Rocking the Dread Instead of the Red

By Thomas Boswell
Saturday, March 7, 2009

For a year, the Washington Capitals and their fans have relished their booming, blossoming franchise. But in any sport, the evolution of a rising contender is tumultuous. With praise comes complacency. Individual glory can erode team play. Above all, with excellence comes expectation. And with those new expectations come tension and nerves.

That's where the Capitals are now after a stunning third straight loss -- all at home, all to weaker teams.

All season, the Caps have relished their growing pleasures. Now they're facing their growing pains.

The Caps and their fans are not just shocked by the losses, but by the combined 13-5 score, too. In one loss, they gave up six straight goals; in the next game, five in a row and, on Thursday, they trailed 2-0 entering the final minute. The last time the Caps lost three straight in regulation time at home, they fired the coach -- last season.

"You can be told a little too often how good you are. I don't know if 'cavalier' is the word, but you can be too cocky at times, not play as hard as you should, be more pretty than gritty," General Manager George McPhee told me yesterday. Thursday night, he was so frustrated he went into his suite muttering, "I'm going back into my cave."

** RECORDS SHOWN **
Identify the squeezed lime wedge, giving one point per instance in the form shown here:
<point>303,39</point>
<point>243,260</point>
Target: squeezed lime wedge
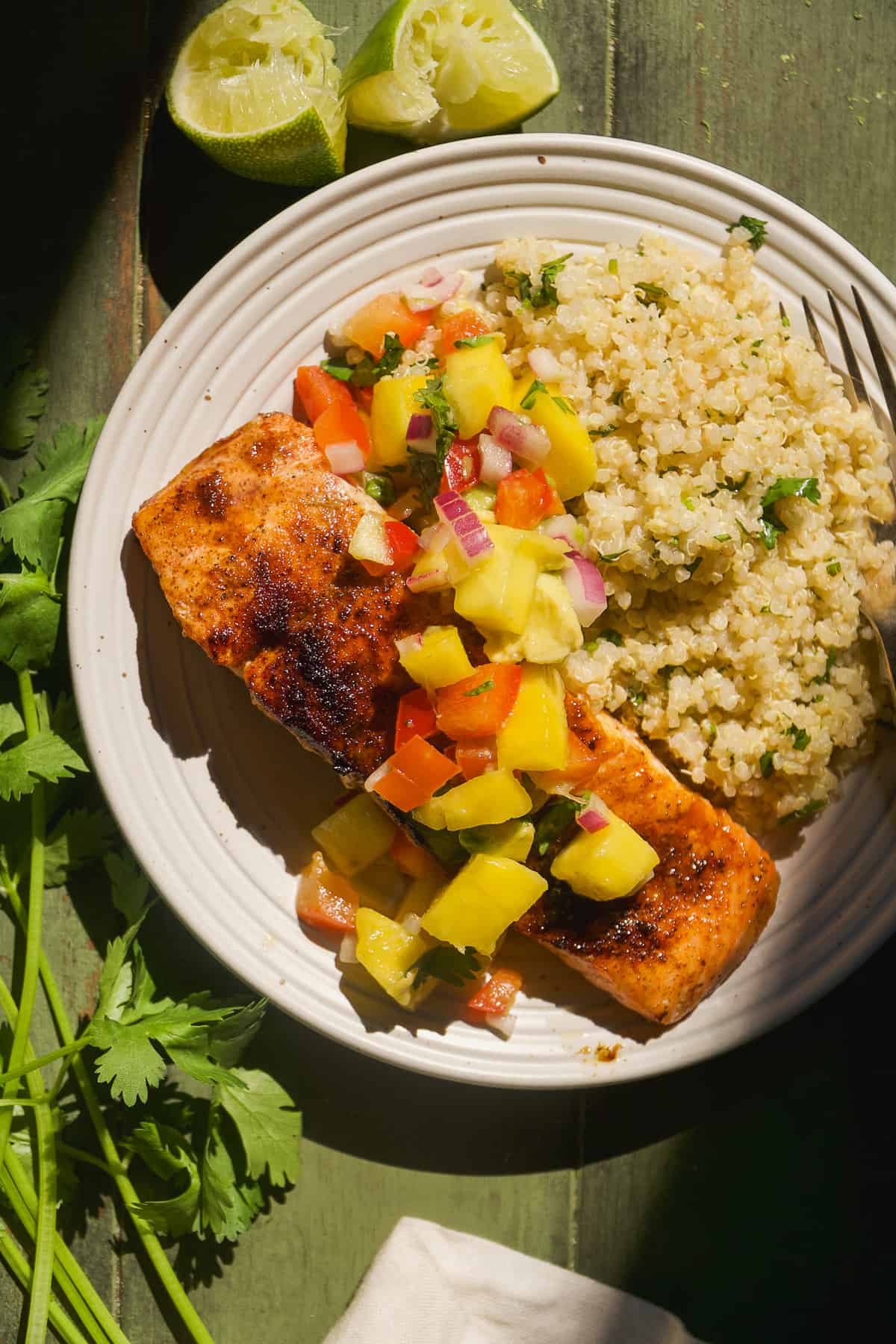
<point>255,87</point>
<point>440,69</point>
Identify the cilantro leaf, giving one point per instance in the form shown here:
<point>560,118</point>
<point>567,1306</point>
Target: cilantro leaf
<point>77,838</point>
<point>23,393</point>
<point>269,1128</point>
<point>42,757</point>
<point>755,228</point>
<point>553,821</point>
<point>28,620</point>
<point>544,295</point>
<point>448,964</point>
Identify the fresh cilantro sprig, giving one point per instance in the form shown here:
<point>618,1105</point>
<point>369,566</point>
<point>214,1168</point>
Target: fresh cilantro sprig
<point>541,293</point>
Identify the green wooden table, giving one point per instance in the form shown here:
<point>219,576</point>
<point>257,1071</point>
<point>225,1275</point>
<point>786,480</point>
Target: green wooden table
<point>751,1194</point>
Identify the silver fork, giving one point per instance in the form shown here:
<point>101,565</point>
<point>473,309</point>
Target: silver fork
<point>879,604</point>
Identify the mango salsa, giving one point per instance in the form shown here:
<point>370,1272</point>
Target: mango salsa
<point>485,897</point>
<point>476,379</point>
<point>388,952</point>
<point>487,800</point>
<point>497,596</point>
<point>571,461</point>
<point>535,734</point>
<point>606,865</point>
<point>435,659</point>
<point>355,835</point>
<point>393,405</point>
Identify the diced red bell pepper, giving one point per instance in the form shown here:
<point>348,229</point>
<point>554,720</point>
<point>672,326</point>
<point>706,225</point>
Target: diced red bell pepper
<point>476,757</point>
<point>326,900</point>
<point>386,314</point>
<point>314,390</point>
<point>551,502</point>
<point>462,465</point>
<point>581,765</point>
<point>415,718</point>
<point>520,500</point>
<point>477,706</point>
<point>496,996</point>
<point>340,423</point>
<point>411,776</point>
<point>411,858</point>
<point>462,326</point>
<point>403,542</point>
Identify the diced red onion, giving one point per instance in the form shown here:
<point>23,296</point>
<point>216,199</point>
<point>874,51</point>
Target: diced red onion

** STATED GOAL 1 **
Reproduce the rows from the first one through the line with "<point>879,604</point>", leaving out the pictures.
** STATED GOAL 2 **
Carry on the column about the Capitals' three-game home losing streak from its last sentence.

** EXERCISE OUTPUT 1 **
Identify the squeezed lime wedge, giving one point per instance in the form shown here:
<point>303,39</point>
<point>243,260</point>
Target: squeezed lime wedge
<point>255,87</point>
<point>440,69</point>
Identify the cilantro leaf, giving one point per instance in the form shown here:
<point>560,118</point>
<point>567,1306</point>
Target: cilantro leaf
<point>77,838</point>
<point>23,393</point>
<point>269,1128</point>
<point>42,757</point>
<point>755,228</point>
<point>553,821</point>
<point>28,620</point>
<point>544,295</point>
<point>448,964</point>
Identify the fresh cilantro sprig, giving one point per instance in the form shown here:
<point>618,1105</point>
<point>369,566</point>
<point>214,1168</point>
Target: fresh cilantro sprig
<point>541,293</point>
Identify the green wooden table, giving one point per instance in the form shown here:
<point>219,576</point>
<point>257,1071</point>
<point>225,1275</point>
<point>786,480</point>
Target: green wooden table
<point>751,1194</point>
Identify the silver fork, giving one point per instance in the form shown here:
<point>101,565</point>
<point>473,309</point>
Target: silver fork
<point>879,604</point>

** EXERCISE OUTPUT 2 **
Far better to experience such issues now than in April, when you can be dumped out of the playoffs before you have figured out your problems, much less fixed them.

But that doesn't mean folks aren't getting hot. Sunday, the crowd at Verizon Center booed. On Tuesday, Coach Bruce Boudreau joined the chorus, lambasting his team for celebrating a meaningless goal.

"If I was on the Carolina bench, I would have been going, 'Look at these idiots,' " Boudreau said.

Losing to the Maple Leafs, albeit without Alex Ovechkin, might have been the most perplexing defeat, but also the most revealing. The Caps played with more intensity and fewer mistakes. But the accumulated frustration of a 3-5 skid -- during what could have been the fattest part of the schedule, with nine of 10 games at home -- showed itself in a new form: a bit of choking.

For good teams such as the Caps, gagging isn't the same as quitting or being selfish. Often, it's the opposite. Boudreau described it well after losing to a Toronto goalie who had just been picked up on waivers after a stint in the minors.

"It's not panic. They want to do so well they are afraid of making a mistake," the coach said. "We had enough chances to win two or three games. Guys are pressing pretty hard at this stage. We're holding our sticks really tight."

Then Boudreau added the most telling point. During the slump, the Caps have told him that "they were just so nervous. If they feel nervous now, how are they going to feel if we get to the third or fourth round of the playoffs? You can't get inside their heads."

But, of course, that is exactly where every fan will want to go. That's where the fun is.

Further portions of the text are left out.